> What you need to do:
Whatever the records say, give every one of them again exactly.

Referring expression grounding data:
-- Opening Marker --

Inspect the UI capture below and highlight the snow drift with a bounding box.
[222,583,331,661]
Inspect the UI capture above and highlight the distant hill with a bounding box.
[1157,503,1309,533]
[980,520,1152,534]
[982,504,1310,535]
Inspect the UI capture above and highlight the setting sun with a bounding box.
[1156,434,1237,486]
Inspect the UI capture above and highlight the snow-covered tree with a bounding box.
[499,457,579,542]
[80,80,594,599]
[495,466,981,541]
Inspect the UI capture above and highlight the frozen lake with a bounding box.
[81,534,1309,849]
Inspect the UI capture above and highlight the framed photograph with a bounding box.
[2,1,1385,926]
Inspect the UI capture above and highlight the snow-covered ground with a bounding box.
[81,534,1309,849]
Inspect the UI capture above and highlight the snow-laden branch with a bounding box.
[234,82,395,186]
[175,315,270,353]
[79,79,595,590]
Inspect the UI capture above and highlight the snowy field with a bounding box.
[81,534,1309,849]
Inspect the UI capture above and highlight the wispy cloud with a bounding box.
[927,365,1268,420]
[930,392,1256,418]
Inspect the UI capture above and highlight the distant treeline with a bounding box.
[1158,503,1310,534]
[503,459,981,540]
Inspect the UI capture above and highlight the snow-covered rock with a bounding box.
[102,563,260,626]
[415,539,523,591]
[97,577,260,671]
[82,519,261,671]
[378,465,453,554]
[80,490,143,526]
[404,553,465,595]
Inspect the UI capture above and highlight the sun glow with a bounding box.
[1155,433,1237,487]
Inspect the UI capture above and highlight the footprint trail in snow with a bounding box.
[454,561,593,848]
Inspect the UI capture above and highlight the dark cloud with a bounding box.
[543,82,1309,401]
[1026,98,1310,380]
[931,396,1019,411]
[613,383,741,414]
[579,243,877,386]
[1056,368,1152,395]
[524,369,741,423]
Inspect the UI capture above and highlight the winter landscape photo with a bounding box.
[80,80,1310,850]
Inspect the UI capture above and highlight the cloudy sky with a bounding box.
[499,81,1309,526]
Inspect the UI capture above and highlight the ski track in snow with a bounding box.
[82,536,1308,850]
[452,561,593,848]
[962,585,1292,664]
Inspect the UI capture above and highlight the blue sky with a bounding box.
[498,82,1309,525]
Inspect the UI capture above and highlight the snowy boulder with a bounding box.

-- Closing Marker --

> Final answer:
Inspect the UI capture below and highlight the snow drift with a bounding box.
[222,583,331,661]
Inspect the UI capture above and highlight the distant hill with a bounding box.
[1157,503,1309,533]
[980,520,1152,534]
[982,504,1310,535]
Inspect the UI capture above and highlight the setting sun with a bounding box.
[1156,434,1237,486]
Inspect the UI capture above and highlight the snow-covered tree with a bounding box.
[499,457,579,542]
[80,80,594,599]
[495,466,981,541]
Inspect the UI capture above and highlight the frozen lake with a bounding box.
[81,534,1309,849]
Inspect the UI capture above and highlight the framed photograph with a bounding box.
[2,1,1385,926]
Inspect the UI capture above and highlight the snow-covered ground with a bounding box.
[81,534,1309,849]
Inspect the UI capture above and highlight the snow-laden branch with a bounding box.
[234,82,395,186]
[175,315,270,353]
[79,79,595,590]
Inspect the UI capture above and highlight the snowy field with a bounding box.
[81,534,1309,849]
Inspect the UI capture above and highlight the wispy cloud with a bounding box.
[927,365,1268,420]
[930,392,1256,418]
Inspect the UI capture above and highlight the distant treeline with a bounding box.
[1158,503,1310,534]
[503,459,981,540]
Inspect the UI capture above and highlight the snow-covered rock with a bounding box.
[102,563,260,626]
[415,539,523,591]
[97,577,260,671]
[82,519,261,671]
[378,465,453,554]
[80,490,143,526]
[404,553,465,595]
Inspect the UI capture above and highlight the sun glow with a bounding box.
[1155,433,1237,487]
Inspect the UI capture above and highlight the footprint trail in snow with a bounding box.
[454,561,593,848]
Inspect the UI capture above and highlight the dark cloud with a bounding box.
[543,82,1309,401]
[1026,98,1310,380]
[931,396,1019,411]
[613,383,741,414]
[579,243,877,386]
[1056,368,1152,395]
[524,369,741,423]
Inspect the UI capture above and highlight the winter landscape photo with a bounding box.
[80,80,1310,850]
Inspect the UI capture above and highlight the cloudy sky with a bounding box.
[499,81,1309,526]
Inspect the UI capture above and highlight the ski track in snow with a bounding box.
[82,536,1308,850]
[452,561,593,848]
[962,585,1292,664]
Inspect the UI capture above and highlight the blue sky with a bounding box.
[498,82,1309,525]
Inspect the UI capture above and highlight the snowy boulder with a bounding box.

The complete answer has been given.